Directions ▸ Go through the records and report each line holding the string "black".

*** Data for the task ***

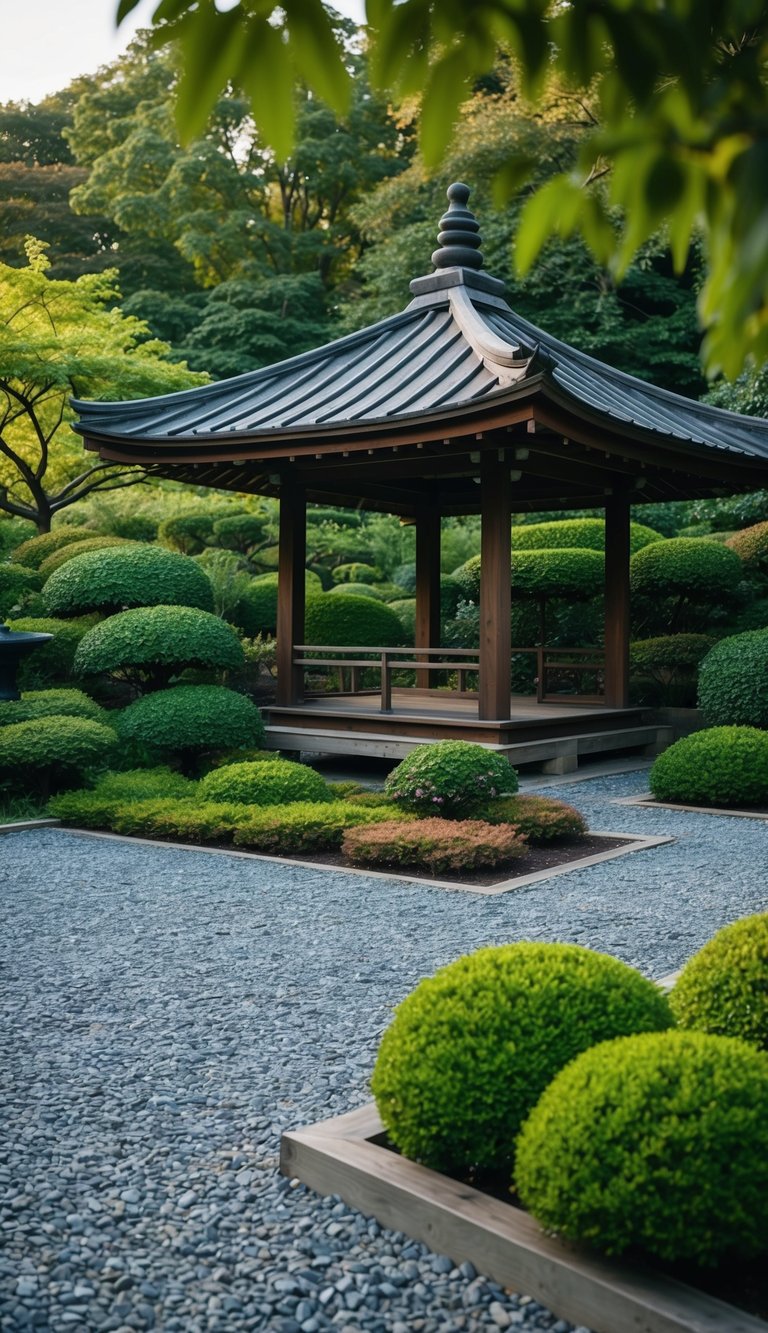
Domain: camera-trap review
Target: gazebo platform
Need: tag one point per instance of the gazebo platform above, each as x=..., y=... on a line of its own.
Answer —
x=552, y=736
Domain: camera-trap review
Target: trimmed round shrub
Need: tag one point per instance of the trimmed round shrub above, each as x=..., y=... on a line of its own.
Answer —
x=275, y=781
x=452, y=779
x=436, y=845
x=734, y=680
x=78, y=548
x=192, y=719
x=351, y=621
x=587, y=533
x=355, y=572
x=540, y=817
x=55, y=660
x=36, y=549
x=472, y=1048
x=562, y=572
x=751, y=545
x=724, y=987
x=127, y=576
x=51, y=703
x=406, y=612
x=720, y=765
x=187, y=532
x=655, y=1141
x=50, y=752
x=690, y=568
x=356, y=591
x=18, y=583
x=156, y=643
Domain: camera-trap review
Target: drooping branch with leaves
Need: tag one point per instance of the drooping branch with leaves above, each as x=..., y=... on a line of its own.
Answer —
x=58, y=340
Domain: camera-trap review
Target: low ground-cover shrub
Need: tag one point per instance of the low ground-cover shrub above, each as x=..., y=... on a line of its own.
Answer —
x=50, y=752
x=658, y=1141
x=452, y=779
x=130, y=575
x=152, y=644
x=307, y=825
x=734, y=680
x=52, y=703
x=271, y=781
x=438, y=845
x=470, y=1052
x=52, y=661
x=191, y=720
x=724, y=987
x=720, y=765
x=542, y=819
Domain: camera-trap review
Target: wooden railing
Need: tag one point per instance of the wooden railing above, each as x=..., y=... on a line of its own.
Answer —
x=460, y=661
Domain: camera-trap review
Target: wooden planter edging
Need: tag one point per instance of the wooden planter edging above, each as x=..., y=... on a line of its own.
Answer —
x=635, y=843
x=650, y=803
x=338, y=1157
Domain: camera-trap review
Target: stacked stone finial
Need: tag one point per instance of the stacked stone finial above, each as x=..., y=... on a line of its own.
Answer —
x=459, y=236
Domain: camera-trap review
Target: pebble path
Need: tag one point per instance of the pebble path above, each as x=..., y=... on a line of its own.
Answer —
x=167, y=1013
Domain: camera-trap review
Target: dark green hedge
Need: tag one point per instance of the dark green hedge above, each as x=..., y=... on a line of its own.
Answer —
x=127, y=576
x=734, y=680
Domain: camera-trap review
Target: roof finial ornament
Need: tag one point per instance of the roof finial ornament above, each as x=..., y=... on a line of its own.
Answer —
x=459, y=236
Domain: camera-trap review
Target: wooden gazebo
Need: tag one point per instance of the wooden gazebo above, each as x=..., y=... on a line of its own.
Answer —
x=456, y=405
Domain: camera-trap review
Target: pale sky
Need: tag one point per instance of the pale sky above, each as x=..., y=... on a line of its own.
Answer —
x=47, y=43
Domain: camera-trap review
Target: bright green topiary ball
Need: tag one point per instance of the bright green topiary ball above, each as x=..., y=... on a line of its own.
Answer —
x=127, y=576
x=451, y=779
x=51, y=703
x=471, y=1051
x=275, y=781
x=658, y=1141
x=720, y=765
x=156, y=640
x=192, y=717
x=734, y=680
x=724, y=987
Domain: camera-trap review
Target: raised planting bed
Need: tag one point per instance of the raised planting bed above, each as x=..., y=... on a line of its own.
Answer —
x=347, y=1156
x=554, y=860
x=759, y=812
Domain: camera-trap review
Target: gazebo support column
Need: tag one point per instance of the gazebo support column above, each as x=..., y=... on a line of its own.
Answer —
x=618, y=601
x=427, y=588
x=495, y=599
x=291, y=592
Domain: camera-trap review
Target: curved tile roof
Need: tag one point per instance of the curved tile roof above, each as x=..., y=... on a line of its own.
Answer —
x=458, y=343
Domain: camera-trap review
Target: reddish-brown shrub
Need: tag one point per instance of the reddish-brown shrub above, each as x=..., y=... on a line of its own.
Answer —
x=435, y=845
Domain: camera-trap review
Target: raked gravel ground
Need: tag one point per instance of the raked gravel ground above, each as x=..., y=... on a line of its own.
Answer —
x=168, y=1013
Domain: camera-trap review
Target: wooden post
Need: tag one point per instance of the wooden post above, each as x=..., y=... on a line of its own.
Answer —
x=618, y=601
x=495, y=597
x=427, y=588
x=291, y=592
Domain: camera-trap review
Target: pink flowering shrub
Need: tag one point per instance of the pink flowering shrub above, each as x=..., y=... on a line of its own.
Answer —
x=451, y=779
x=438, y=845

***
*** Data for the task ***

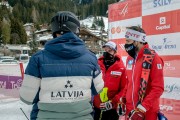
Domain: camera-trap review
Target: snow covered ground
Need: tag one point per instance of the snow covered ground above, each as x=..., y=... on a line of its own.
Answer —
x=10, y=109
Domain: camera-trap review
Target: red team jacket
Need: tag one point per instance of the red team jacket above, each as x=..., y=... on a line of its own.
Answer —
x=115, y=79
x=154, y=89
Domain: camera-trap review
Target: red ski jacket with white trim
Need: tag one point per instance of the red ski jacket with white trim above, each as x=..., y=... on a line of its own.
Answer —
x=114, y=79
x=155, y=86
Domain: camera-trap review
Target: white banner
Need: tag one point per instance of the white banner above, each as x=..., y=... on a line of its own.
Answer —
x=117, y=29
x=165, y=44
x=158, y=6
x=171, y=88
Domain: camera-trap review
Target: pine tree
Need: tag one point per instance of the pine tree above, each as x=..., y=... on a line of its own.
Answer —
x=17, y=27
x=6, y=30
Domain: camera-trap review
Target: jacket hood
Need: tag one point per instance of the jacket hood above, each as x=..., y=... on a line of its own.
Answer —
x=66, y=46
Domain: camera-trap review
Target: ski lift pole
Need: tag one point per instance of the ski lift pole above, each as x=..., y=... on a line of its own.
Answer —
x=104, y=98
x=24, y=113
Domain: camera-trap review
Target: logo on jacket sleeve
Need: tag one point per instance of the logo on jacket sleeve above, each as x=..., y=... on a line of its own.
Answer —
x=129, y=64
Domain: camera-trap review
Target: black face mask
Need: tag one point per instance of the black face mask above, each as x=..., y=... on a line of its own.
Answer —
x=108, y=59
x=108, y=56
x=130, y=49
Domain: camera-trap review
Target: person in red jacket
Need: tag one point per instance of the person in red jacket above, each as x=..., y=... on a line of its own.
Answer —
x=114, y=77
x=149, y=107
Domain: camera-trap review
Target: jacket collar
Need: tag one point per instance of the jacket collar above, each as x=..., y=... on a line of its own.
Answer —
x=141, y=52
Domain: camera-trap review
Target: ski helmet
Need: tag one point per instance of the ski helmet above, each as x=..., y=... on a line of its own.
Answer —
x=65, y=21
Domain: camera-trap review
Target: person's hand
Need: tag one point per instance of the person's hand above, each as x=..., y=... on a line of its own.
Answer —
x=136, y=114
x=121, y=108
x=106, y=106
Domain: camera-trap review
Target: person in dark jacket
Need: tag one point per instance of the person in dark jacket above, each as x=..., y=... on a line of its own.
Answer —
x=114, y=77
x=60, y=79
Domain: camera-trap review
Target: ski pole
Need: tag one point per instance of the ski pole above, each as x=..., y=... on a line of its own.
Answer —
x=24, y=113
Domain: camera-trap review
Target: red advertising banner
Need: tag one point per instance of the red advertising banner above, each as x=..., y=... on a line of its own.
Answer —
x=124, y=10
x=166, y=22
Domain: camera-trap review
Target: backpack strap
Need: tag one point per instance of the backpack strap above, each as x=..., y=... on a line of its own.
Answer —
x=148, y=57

***
*** Data for the task ***

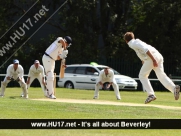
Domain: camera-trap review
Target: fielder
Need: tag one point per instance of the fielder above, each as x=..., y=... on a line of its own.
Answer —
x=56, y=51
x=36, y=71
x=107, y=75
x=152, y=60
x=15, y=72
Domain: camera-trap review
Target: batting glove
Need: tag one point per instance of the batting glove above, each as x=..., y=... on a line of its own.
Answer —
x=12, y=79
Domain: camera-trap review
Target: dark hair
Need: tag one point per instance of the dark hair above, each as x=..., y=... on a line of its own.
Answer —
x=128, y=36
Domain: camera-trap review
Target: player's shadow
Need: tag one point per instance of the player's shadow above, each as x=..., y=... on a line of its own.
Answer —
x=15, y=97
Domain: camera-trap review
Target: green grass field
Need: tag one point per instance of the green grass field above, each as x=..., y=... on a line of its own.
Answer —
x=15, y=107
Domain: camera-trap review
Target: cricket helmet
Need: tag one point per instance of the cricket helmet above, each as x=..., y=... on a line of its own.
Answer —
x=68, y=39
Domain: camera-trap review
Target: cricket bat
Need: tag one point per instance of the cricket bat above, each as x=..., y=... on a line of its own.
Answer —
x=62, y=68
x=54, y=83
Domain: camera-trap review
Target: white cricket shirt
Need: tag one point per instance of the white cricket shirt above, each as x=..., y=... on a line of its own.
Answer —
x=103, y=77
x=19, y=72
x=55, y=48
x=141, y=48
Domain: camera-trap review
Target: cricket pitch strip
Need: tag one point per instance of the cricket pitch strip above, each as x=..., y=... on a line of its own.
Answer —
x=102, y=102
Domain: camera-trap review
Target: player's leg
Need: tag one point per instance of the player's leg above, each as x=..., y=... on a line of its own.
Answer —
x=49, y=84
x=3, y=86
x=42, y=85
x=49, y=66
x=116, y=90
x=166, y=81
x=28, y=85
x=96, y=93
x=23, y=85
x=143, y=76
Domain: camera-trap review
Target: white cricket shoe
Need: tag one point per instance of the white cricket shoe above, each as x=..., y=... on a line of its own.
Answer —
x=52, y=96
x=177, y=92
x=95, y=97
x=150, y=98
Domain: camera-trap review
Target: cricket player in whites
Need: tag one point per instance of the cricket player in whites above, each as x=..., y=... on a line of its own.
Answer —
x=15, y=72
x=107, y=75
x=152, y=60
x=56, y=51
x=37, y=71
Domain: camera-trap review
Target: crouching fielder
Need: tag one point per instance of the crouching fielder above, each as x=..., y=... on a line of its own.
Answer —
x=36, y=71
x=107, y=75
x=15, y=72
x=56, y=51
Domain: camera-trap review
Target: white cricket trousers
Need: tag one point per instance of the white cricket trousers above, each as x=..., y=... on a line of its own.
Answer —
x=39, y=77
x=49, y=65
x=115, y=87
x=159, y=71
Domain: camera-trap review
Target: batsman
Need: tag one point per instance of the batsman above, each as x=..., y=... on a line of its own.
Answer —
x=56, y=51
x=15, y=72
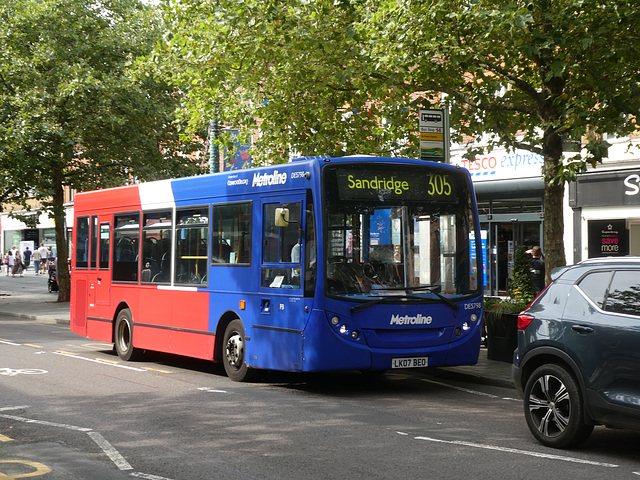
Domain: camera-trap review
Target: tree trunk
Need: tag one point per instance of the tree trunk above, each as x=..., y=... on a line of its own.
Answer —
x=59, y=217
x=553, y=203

***

Response area ▸
Target: black face mask
Need: tag one point per instance of the black face mask above, each as x=..., y=... on a line of its own.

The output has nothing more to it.